### EXERCISE REQUIREMENTS
Convert all the records below into a numbered list, one line per item, leaving out any blank lines.

# Start of MATERIAL SUPPLIED

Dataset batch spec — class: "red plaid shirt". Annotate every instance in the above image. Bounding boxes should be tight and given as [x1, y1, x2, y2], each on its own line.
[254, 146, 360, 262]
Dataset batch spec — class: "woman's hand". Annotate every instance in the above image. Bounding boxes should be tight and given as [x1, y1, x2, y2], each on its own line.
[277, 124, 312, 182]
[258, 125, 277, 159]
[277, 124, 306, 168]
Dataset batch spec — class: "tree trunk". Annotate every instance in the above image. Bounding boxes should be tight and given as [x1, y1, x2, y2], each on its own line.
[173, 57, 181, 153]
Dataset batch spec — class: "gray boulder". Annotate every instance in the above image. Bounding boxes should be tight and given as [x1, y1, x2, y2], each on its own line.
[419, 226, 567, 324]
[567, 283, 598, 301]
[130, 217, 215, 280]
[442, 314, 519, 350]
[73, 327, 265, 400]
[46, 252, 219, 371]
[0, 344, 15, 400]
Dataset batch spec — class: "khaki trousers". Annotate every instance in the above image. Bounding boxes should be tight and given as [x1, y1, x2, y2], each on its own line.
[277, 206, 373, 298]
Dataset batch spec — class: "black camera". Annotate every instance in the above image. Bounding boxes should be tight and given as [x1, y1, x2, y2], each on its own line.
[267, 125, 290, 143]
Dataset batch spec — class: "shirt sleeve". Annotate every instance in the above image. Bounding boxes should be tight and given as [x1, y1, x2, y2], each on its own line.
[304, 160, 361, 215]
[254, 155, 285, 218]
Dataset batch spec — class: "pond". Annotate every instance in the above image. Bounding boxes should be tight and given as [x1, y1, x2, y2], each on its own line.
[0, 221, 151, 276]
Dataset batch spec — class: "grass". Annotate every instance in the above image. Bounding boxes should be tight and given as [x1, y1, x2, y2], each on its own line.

# End of MATERIAL SUPPLIED

### TASK RESULT
1. Dataset batch spec — class: "red plaid shirt". Annotate every instance in the above image. Bounding boxes should be tight and given as [x1, y1, x2, y2], each on its own line.
2. [254, 146, 360, 262]
3. Dataset batch spec — class: "woman's hand". Annotate every instance in the above image. Bounding boxes should be tight and given as [x1, y1, x2, y2], each on its own line.
4. [277, 124, 312, 182]
5. [258, 125, 277, 159]
6. [277, 124, 306, 168]
7. Dataset batch spec — class: "tree trunk". Annotate every instance in the above image. Bounding boxes should be tight and given as [x1, y1, x2, y2], each on its own line.
8. [173, 57, 181, 153]
9. Dataset batch spec — class: "gray boulder". Annotate every instance in the above image. Bounding boxes should be tight and given as [x1, y1, x2, y2], each on its own line.
10. [419, 226, 567, 324]
11. [567, 283, 598, 301]
12. [130, 217, 215, 280]
13. [442, 314, 519, 350]
14. [73, 327, 265, 400]
15. [46, 252, 219, 371]
16. [0, 344, 15, 400]
17. Dataset batch spec — class: "khaki trousers". Annotate every instance in the above image. Bounding boxes should be tight and given as [x1, y1, x2, y2], each on its own line.
18. [277, 206, 373, 298]
19. Dataset batch spec — class: "black camera". Annotate every instance in the above image. Bounding boxes should be tight and given as [x1, y1, x2, y2], each on its own line.
20. [267, 125, 290, 143]
21. Dataset batch spec — class: "shirt sleeve". Annotate every instance in the above image. Bounding boxes should be tight and given as [x1, y1, x2, y2], each on its own line.
22. [304, 160, 361, 215]
23. [254, 155, 285, 218]
24. Dataset batch spec — class: "pond". Annotate every instance in the above image. Bounding boxes should be tight and given as [x1, y1, x2, y2], each on its own line.
25. [0, 221, 151, 276]
26. Dataset batch spec — class: "grass". Annotate every instance in the above image. Bounding boxes should be tight and given as [x1, y1, x2, y2], each on its own line.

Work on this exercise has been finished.